INSTRUCTIONS →
1. Using the article on the Common Reporting Standard below, decide whether each statement agrees with it: (a) Australian financial institutions must begin reporting under CRS from 1 July 2017; (b) the U.S. Congress is likely to sign on to CRS; (c) CRS as implemented in Australia conflicts with Citizenship Based Taxation. Answer yes or no for each and quote the words that settle it.
2. Answer these questions from the article on the Common Reporting Standard below:
(a) To which body must Australian financial institutions report the account information?
(b) What does the abbreviation AEOI stand for?
(c) What is the second topic the article lists as covered?
3. Write what follows in the article on the Common Reporting Standard below, carrying on after its final line.

PAGE EXTRACT →
START

CRS – Coming soon to a bank near you…

From 1 July 2017, Australian financial institutions will be required to report account information of anyone with a tax residence outside of Australia to the ATO under the OECD’s Common Reporting Standard (CRS). Once the United States rolled out FATCA, countries in the OECD decided that cross-border reporting of financial accounts might be a good way to rein in use of tax havens for tax evasion. However, while the two are similar, there are some differences.  The key features of CRS are a common standard for: the scope of reporting (type of information, which account holders and which institutions), the due diligence required, format of the data to be exchanged.

With the current push for FATCA repeal, and the recent Hearing on The Unintended Consequences of FATCA, CRS is mentioned by some as a possible substitute for FATCA. Unfortunately, there seem to be a few misconceptions about the differences between the two Automated Exchange of Information (AEOI) schemes. As implemented in Australia, CRS is perfectly compatible with Citizenship Based Taxation.

While it is exceedingly unlikely that the U.S. Congress will ever sign on to CRS, it is important for those who advocate CRS as a more “benign” alternative to be clear on exactly what CRS entails.

This article covers:

  1. How is CRS being implemented in Australia?
  2. Who must report?
  3. Who and what must be reported?

END

ROWS →
START

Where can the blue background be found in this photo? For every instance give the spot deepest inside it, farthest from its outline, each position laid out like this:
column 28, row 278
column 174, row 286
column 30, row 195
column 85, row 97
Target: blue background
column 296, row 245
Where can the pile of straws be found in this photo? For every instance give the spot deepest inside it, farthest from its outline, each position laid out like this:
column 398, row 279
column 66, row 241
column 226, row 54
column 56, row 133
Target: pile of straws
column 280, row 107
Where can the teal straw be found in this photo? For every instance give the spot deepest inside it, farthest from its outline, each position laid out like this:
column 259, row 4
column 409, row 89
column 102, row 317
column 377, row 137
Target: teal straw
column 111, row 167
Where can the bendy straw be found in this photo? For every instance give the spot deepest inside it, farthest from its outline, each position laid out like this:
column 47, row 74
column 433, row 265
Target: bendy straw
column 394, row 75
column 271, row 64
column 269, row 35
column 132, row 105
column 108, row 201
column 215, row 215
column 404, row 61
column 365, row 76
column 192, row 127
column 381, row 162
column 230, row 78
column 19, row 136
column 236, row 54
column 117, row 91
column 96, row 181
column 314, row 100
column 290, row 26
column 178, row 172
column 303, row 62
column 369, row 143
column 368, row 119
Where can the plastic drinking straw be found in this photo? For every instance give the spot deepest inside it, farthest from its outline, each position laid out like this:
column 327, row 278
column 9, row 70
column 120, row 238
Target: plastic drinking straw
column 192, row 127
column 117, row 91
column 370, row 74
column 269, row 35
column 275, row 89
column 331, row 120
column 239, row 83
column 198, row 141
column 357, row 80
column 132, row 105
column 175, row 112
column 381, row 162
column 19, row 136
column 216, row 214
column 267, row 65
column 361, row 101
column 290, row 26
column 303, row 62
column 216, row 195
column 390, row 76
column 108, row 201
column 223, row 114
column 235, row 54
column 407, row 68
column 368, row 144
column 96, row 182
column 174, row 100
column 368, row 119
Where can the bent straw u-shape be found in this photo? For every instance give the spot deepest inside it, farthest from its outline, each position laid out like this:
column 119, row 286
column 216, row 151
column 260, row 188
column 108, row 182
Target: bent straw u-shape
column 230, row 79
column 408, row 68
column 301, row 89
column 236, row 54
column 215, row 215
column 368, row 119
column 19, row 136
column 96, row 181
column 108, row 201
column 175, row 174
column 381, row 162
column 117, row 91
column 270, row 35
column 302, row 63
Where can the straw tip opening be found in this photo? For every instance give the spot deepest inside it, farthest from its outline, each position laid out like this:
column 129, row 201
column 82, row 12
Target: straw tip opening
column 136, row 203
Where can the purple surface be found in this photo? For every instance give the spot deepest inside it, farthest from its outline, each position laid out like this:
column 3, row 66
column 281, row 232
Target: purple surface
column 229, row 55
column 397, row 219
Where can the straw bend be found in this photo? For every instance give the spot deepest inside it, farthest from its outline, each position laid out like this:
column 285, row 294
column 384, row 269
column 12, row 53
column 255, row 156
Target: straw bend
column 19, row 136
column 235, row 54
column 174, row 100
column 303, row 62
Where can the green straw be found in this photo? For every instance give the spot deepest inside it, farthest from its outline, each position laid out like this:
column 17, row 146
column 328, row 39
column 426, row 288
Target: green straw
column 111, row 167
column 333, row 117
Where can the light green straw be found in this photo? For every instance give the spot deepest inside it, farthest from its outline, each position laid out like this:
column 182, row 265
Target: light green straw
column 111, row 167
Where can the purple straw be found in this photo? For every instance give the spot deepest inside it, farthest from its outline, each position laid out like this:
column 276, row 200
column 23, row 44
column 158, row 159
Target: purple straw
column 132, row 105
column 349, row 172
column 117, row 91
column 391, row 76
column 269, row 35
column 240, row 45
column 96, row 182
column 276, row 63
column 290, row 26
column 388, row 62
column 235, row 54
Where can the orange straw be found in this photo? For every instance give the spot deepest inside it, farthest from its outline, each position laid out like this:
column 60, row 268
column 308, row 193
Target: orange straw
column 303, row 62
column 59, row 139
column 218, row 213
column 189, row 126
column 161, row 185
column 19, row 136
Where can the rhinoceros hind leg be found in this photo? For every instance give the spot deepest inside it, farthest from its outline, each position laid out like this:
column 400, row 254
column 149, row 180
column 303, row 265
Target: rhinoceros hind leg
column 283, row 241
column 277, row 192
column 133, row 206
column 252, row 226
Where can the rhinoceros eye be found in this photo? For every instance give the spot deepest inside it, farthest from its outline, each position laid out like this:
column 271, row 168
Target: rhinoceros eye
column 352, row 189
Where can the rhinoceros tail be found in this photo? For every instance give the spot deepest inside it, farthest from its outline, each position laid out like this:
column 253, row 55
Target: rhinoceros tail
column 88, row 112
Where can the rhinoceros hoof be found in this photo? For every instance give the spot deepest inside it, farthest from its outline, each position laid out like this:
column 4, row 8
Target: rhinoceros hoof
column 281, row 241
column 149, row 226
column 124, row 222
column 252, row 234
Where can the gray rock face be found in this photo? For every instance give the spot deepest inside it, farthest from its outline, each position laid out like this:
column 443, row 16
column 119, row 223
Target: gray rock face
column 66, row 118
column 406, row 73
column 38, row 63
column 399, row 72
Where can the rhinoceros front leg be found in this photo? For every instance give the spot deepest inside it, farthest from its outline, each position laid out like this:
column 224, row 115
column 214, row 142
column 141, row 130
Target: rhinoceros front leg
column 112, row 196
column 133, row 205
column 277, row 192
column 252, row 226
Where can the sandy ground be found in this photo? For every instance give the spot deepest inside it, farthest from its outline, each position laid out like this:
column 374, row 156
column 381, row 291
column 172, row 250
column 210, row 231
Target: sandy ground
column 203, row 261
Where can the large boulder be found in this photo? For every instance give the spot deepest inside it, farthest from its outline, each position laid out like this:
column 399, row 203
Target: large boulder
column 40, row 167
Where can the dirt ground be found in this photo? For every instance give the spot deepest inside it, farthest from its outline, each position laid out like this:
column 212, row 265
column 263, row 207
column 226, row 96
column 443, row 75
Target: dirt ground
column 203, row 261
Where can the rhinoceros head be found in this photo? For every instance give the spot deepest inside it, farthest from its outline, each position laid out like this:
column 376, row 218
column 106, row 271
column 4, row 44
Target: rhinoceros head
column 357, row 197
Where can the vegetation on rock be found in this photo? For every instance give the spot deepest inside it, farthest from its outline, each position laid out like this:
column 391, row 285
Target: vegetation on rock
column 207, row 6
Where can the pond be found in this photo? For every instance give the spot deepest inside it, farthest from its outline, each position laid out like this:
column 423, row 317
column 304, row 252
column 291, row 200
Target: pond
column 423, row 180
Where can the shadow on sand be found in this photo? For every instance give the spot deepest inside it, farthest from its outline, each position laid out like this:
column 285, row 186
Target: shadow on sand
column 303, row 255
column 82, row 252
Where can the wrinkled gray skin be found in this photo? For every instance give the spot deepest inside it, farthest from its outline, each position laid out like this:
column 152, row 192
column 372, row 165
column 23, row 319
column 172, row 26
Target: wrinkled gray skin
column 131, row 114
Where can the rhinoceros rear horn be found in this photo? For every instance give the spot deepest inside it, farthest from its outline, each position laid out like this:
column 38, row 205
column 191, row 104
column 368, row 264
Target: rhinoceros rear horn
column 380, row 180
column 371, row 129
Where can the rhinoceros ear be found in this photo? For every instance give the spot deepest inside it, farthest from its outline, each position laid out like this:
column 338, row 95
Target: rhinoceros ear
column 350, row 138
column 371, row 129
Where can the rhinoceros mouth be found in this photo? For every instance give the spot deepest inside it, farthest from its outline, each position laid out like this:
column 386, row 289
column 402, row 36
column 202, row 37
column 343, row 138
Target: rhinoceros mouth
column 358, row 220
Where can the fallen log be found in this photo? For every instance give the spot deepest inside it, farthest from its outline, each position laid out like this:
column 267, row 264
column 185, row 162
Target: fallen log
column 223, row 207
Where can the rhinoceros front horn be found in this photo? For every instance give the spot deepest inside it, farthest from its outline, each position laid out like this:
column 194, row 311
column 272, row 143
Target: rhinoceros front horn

END

ANSWERS PROVIDED →
1.
(a) Yes: "From 1 July 2017, Australian financial institutions will be required to report account information of anyone with a tax residence outside of Australia to the ATO"
(b) No: "it is exceedingly unlikely that the U.S. Congress will ever sign on to CRS"
(c) No: "As implemented in Australia, CRS is perfectly compatible with Citizenship Based Taxation."

2.
(a) The ATO
(b) Automated Exchange of Information
(c) Who must report?

3.
  4. Reciprocity – FATCA vs CRS
  5. Penalties – FATCA vs CRS
  6. Implications for US Persons


Australia has passed implementing legislation that requires all financial institutions to implement the OECD’s Common Reporting Standard (CRS) and report all reportable accounts to the ATO. Thus, in Australia, the authority for CRS implementation comes from domestic legislation, not from the OECD itself. The legislation incorporates the OECD standard by reference and relies on bilateral treaties or the Multilateral Competent Authority Agreement on Automatic Exchange of Financial Account Information (MCAA) for authority to exchange information with other jurisdictions.

CRS is being implemented in Australia using the “wider approach”. This means that reporting financial institutions will collect tax residence from all account holders and report all who have a tax residence outside of Australia to the ATO. The ATO will only forward this information to a foreign government if that government has adopted CRS and has either signed the MCAA, or a bilateral agreement for exchange of tax information. This means that financial institutions don’t need to keep up with which countries have joined the CRS bandwagon, and will streamline the compliance requirements for FIs. For U.S. citizens, this means that account data will be sent to the ATO twice – once under FATCA and once under CRS.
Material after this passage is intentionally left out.